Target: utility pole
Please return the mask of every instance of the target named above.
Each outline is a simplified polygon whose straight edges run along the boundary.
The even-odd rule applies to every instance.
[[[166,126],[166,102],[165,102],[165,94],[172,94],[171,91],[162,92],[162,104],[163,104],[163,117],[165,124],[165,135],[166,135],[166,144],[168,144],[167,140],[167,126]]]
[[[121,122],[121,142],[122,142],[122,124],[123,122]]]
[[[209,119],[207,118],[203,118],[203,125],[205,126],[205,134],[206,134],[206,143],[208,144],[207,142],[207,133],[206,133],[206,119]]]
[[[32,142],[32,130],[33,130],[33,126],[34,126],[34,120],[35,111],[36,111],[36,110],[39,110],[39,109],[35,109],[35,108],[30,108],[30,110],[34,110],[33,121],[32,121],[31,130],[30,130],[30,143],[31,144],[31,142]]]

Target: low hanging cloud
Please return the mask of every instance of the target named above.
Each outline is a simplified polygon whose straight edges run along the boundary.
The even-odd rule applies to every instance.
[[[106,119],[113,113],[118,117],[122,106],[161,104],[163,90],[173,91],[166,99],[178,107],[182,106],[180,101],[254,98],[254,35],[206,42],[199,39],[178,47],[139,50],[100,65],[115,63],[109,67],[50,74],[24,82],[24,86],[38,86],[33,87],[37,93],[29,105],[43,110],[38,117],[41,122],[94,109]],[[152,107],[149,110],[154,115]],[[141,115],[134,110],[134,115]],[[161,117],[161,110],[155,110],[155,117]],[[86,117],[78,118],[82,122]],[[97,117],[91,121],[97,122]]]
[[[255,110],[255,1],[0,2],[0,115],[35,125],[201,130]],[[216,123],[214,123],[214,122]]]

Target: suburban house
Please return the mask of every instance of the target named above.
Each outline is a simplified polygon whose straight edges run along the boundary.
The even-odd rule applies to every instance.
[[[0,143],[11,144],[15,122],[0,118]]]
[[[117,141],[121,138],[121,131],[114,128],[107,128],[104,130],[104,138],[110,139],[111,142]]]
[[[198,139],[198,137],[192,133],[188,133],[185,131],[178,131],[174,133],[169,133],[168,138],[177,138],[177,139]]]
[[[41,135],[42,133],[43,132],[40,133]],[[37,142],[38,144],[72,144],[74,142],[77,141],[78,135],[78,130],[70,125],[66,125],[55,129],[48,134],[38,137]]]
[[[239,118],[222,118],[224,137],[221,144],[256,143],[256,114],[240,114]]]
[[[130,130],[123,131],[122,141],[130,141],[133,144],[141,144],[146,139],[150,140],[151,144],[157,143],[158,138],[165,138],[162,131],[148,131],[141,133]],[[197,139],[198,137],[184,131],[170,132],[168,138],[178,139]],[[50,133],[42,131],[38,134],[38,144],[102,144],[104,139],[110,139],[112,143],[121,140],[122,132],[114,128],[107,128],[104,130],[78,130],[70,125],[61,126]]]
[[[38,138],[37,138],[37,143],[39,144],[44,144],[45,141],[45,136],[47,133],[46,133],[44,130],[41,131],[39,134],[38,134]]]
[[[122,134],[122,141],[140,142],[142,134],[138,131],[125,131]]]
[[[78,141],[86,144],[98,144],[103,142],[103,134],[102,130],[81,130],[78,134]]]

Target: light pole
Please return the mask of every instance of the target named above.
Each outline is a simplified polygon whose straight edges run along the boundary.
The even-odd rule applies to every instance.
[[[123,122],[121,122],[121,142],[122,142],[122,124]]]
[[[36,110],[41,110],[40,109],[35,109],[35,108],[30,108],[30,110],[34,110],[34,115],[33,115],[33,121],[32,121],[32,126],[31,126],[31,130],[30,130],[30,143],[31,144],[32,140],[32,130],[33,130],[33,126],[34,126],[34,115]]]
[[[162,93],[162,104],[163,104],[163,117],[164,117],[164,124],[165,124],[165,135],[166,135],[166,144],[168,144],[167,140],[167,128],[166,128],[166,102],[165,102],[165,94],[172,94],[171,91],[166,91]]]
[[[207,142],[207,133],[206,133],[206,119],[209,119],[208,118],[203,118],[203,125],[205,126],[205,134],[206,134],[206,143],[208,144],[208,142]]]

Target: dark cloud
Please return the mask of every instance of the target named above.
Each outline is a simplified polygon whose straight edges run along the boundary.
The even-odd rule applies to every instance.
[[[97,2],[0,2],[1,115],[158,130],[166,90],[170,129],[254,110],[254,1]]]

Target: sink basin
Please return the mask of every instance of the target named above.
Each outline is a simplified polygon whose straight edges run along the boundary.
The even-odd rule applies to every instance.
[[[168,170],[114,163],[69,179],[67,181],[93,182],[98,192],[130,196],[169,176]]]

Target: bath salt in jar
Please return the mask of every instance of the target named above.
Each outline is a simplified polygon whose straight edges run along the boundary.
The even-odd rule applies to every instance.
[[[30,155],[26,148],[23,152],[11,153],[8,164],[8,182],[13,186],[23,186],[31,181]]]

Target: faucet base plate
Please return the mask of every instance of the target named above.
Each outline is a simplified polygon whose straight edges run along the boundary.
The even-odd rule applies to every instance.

◆ **WORK REQUIRED**
Please recast every line of all the records above as a Markdown table with two columns, Row (a running number) and Line (the line itself), skipping blank lines.

◆ **WRITTEN SOLUTION**
| Row | Line |
|---|---|
| 1 | Target: utility pole |
| 2 | Please return the mask of every instance of the target named above. |
| 3 | Each outline is a simplified polygon whose straight edges run along the boundary. |
| 4 | The even-odd rule applies to every instance. |
| 5 | [[[166,126],[166,102],[165,102],[165,94],[172,94],[171,91],[162,92],[162,104],[163,104],[163,117],[165,124],[165,135],[166,135],[166,144],[168,144],[167,140],[167,126]]] |
| 6 | [[[121,122],[121,142],[122,142],[122,124],[123,122]]] |
| 7 | [[[209,119],[207,118],[203,118],[203,125],[205,126],[205,134],[206,134],[206,143],[208,144],[207,142],[207,133],[206,133],[206,119]]] |
| 8 | [[[32,142],[32,130],[33,130],[33,126],[34,126],[34,120],[35,111],[36,111],[36,110],[39,110],[39,109],[35,109],[35,108],[30,108],[30,110],[34,110],[33,121],[32,121],[31,130],[30,130],[30,143],[31,144],[31,142]]] |
| 9 | Target: low hanging cloud |
| 10 | Please return the mask of every instance of the target named above. |
| 11 | Each outline is a simplified polygon whose straight edges run along the boundary. |
| 12 | The even-odd rule applies to every instance. |
| 13 | [[[106,119],[113,113],[118,117],[122,106],[161,104],[163,90],[173,91],[166,99],[178,107],[182,106],[180,101],[254,98],[254,35],[206,42],[199,39],[178,47],[139,50],[100,65],[115,63],[109,67],[50,74],[24,82],[24,86],[38,86],[33,87],[37,93],[29,105],[43,110],[38,117],[41,122],[94,109]],[[152,107],[149,110],[154,115]],[[141,115],[134,110],[134,115]],[[161,117],[161,110],[155,110],[155,117]],[[86,117],[78,118],[82,122]],[[97,117],[91,121],[97,122]]] |
| 14 | [[[255,110],[255,1],[0,2],[0,115],[35,125],[201,130]],[[216,123],[214,123],[214,122]]] |
| 15 | Target: suburban house |
| 16 | Please return the mask of every instance of the target named above. |
| 17 | Each outline is a simplified polygon whose straight edges run along the boundary. |
| 18 | The even-odd rule applies to every instance. |
| 19 | [[[0,143],[11,144],[15,122],[0,118]]] |
| 20 | [[[117,141],[121,138],[121,131],[114,128],[107,128],[104,130],[104,138],[110,139],[111,142]]] |
| 21 | [[[198,139],[198,137],[192,133],[188,133],[185,131],[178,131],[174,133],[169,133],[168,138],[177,138],[177,139]]] |
| 22 | [[[41,135],[42,133],[43,132],[40,133]],[[37,142],[38,144],[72,144],[74,142],[77,141],[78,135],[78,130],[70,125],[66,125],[55,129],[48,134],[38,137]]] |
| 23 | [[[239,118],[222,118],[224,137],[221,144],[256,143],[256,114],[240,114]]] |
| 24 | [[[130,130],[123,131],[122,141],[130,141],[133,144],[141,144],[146,139],[150,140],[151,144],[157,143],[158,138],[165,138],[162,131],[148,131],[141,133]],[[197,139],[198,137],[184,131],[170,132],[168,138],[178,139]],[[50,133],[42,131],[38,134],[38,144],[102,144],[104,139],[110,139],[112,143],[121,140],[122,132],[114,128],[107,128],[104,130],[78,130],[70,125],[61,126]]] |
| 25 | [[[38,138],[37,138],[37,143],[39,144],[44,144],[45,141],[45,136],[47,133],[46,133],[44,130],[41,131],[39,134],[38,134]]] |
| 26 | [[[122,134],[122,141],[140,142],[142,134],[138,131],[125,131]]] |
| 27 | [[[78,141],[86,144],[98,144],[103,142],[103,134],[102,130],[81,130],[78,134]]] |
| 28 | Target: light pole |
| 29 | Please return the mask of every instance of the target named above. |
| 30 | Each outline is a simplified polygon whose straight edges run along the boundary. |
| 31 | The even-odd rule applies to every instance. |
| 32 | [[[123,122],[121,122],[121,142],[122,142],[122,124]]] |
| 33 | [[[36,110],[41,110],[40,109],[35,109],[35,108],[30,108],[30,110],[34,110],[34,115],[33,115],[33,121],[32,121],[32,126],[31,126],[31,130],[30,130],[30,143],[31,144],[32,140],[32,130],[33,130],[33,126],[34,126],[34,115]]] |
| 34 | [[[162,93],[162,104],[163,104],[163,117],[164,117],[164,124],[165,124],[165,135],[166,135],[166,144],[168,144],[167,140],[167,128],[166,128],[166,102],[165,102],[165,94],[172,94],[171,91],[166,91]]] |
| 35 | [[[207,142],[207,133],[206,133],[206,119],[209,119],[208,118],[203,118],[203,125],[205,126],[205,134],[206,134],[206,143],[208,144],[208,142]]] |
| 36 | Target: dark cloud |
| 37 | Please return the mask of every instance of the target named above. |
| 38 | Each outline is a simplified polygon whose straight edges run along the boundary. |
| 39 | The even-odd rule applies to every instance. |
| 40 | [[[97,2],[0,2],[1,115],[158,130],[166,90],[170,129],[254,110],[254,1]]] |
| 41 | Target: sink basin |
| 42 | Please return the mask of every instance of the target named above. |
| 43 | Each outline is a simplified polygon whose straight edges run along the boundary. |
| 44 | The even-odd rule applies to every instance. |
| 45 | [[[168,170],[114,163],[69,179],[67,181],[93,182],[98,192],[130,196],[169,176]]] |
| 46 | Target: bath salt in jar |
| 47 | Please return the mask of every instance of the target named above. |
| 48 | Each outline is a simplified polygon whose straight edges run along the boundary. |
| 49 | The even-odd rule applies to every instance. |
| 50 | [[[30,155],[26,148],[23,152],[11,153],[8,164],[8,182],[13,186],[23,186],[31,181]]] |
| 51 | Target: faucet base plate |
| 52 | Please return the mask of every instance of the target named above. |
| 53 | Each outline is a simplified polygon whose straight edges run along the boundary. |
| 54 | The even-odd rule applies to every instance. |